WHAT YOU WILL DO: Copy the stretch from the start of the entries through the line containing "point(18, 123)", replacing "woman's" with "person's" and changing nothing else.

[Begin PROVIDED DATA]

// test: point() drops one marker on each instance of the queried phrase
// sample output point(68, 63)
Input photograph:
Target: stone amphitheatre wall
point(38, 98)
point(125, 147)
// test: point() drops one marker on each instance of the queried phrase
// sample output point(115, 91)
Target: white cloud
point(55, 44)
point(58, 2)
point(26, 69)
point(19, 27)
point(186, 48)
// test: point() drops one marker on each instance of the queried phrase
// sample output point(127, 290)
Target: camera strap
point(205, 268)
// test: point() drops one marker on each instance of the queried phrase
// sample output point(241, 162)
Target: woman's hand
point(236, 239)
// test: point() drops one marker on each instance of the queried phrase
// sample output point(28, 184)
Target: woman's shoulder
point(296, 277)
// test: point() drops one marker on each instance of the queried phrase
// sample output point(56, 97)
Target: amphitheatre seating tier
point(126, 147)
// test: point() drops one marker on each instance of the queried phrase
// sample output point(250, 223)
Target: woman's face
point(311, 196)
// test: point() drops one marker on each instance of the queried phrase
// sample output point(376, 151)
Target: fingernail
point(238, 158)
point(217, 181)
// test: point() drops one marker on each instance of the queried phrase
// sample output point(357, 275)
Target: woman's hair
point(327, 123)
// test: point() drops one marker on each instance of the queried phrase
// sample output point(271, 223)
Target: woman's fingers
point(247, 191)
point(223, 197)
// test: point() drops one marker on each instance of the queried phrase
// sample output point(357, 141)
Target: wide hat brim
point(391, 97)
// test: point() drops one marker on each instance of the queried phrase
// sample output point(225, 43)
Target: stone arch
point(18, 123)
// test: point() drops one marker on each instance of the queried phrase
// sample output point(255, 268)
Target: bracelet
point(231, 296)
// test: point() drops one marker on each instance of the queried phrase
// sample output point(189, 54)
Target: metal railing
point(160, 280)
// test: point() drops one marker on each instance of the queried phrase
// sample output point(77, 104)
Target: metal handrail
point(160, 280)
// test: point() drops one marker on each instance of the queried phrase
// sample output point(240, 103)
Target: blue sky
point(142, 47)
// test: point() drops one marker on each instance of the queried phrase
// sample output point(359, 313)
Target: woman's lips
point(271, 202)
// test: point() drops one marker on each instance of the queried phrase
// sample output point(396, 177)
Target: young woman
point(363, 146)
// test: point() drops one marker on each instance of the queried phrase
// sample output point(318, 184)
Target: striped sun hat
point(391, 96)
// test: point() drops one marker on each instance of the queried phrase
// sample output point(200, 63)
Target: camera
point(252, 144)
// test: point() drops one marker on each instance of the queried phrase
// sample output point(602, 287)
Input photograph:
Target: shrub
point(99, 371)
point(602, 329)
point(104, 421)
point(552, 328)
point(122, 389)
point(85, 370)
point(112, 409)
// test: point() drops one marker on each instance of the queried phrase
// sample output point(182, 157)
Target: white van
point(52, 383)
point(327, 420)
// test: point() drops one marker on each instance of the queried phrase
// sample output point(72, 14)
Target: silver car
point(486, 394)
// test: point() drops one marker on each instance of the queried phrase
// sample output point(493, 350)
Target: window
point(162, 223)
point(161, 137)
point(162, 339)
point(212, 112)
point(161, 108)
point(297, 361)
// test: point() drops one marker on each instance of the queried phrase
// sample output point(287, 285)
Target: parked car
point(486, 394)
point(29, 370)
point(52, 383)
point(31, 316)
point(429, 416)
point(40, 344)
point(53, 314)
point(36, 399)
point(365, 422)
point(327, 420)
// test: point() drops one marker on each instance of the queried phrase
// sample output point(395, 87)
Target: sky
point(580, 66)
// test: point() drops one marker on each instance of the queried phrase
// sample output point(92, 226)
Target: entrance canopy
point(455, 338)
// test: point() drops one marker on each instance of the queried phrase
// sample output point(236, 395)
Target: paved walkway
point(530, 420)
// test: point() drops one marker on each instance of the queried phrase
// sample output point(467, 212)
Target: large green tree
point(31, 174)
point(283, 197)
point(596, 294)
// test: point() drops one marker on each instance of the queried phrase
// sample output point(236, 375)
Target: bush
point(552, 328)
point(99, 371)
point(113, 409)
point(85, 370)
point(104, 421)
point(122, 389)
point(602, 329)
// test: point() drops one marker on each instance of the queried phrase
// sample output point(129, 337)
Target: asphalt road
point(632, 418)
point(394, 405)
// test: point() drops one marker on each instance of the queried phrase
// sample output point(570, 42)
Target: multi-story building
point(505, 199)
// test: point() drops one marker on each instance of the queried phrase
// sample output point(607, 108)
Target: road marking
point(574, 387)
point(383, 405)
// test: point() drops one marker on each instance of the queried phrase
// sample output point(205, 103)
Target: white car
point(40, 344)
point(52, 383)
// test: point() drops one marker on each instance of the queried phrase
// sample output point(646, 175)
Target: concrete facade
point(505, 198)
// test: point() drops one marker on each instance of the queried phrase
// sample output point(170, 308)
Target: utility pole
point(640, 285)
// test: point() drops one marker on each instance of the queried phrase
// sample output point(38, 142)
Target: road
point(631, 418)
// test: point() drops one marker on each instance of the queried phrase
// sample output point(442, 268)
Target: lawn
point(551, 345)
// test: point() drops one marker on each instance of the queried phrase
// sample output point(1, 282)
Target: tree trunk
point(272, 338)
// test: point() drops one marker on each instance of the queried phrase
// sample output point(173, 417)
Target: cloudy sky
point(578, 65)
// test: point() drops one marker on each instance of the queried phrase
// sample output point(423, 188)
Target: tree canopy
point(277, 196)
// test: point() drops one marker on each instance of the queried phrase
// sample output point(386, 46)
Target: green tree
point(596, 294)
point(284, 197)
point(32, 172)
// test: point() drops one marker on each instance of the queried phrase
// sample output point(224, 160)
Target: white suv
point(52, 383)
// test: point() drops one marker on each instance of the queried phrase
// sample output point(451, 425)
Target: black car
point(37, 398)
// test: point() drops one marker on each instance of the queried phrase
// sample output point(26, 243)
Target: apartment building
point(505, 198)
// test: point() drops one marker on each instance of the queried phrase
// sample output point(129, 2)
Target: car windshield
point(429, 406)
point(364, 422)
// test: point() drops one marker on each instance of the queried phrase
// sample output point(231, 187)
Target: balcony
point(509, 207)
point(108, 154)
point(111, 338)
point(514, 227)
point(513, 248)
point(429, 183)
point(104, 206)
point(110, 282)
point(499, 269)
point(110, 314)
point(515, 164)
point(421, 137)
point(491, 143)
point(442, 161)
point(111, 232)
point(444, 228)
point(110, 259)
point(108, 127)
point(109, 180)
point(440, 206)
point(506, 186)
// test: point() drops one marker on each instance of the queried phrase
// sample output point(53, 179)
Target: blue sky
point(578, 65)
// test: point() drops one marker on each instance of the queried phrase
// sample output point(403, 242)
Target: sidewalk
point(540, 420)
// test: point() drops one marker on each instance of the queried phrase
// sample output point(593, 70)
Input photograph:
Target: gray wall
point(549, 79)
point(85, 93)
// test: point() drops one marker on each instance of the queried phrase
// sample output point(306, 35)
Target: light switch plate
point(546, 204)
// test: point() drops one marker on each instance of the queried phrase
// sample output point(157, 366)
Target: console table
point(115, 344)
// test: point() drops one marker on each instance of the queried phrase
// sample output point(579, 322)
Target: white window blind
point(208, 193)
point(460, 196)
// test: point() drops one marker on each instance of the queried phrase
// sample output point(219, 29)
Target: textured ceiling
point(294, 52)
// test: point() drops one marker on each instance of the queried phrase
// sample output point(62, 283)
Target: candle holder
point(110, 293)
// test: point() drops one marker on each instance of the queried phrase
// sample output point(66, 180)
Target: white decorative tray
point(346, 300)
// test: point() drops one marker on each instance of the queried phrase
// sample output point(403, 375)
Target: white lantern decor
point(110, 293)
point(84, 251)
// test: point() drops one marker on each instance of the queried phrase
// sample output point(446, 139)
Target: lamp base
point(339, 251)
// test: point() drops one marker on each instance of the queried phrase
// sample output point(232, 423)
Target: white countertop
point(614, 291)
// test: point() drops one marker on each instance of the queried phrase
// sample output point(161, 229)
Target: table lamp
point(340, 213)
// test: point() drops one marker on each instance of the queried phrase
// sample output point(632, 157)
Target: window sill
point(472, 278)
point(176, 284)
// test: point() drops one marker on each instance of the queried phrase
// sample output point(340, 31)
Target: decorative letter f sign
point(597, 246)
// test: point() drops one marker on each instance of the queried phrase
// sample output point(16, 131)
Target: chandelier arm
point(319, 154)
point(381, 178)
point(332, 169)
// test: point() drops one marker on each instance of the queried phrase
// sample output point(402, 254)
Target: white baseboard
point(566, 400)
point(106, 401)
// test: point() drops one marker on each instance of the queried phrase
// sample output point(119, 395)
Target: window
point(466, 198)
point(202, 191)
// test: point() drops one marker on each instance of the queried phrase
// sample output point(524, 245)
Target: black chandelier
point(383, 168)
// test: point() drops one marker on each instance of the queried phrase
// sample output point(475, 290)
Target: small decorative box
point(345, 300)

[End PROVIDED DATA]

ANSWER TO THE PROBLEM:
// test: point() drops one marker on each instance of the queried phrase
// sample output point(68, 63)
Input photograph:
Target: stone amphitheatre wall
point(38, 98)
point(125, 147)
// test: point() drops one marker on each instance of the queried phrase
// sample output point(115, 91)
Target: white cloud
point(55, 44)
point(58, 2)
point(26, 69)
point(19, 27)
point(186, 48)
// test: point() drops one marker on each instance of the queried phrase
// sample output point(127, 290)
Target: camera strap
point(205, 268)
// test: point() drops one marker on each instance of the queried phrase
// sample output point(241, 162)
Target: person's hand
point(236, 239)
// test: point() drops one marker on each instance of the queried phrase
// sample output point(28, 184)
Target: person's shoulder
point(296, 277)
// test: point() drops one marker on each instance of the queried phrase
// sample output point(56, 97)
Target: amphitheatre seating tier
point(126, 147)
// test: point() drops one marker on each instance of the queried phrase
// sample output point(250, 223)
Target: person's face
point(311, 196)
// test: point() drops one marker on each instance of the queried phrase
// sample output point(376, 151)
Target: fingernail
point(238, 158)
point(217, 181)
// test: point() drops one marker on each instance of the queried phrase
// sample output point(357, 275)
Target: person's hair
point(327, 123)
// test: point() drops one marker on each instance of the queried phrase
// sample output point(271, 223)
Target: person's fingers
point(247, 191)
point(223, 197)
// test: point() drops one marker on each instance of the queried phrase
// sample output point(357, 141)
Target: wide hat brim
point(391, 97)
// test: point() drops one marker on each instance of the queried phrase
// sample output point(225, 43)
Target: stone arch
point(18, 123)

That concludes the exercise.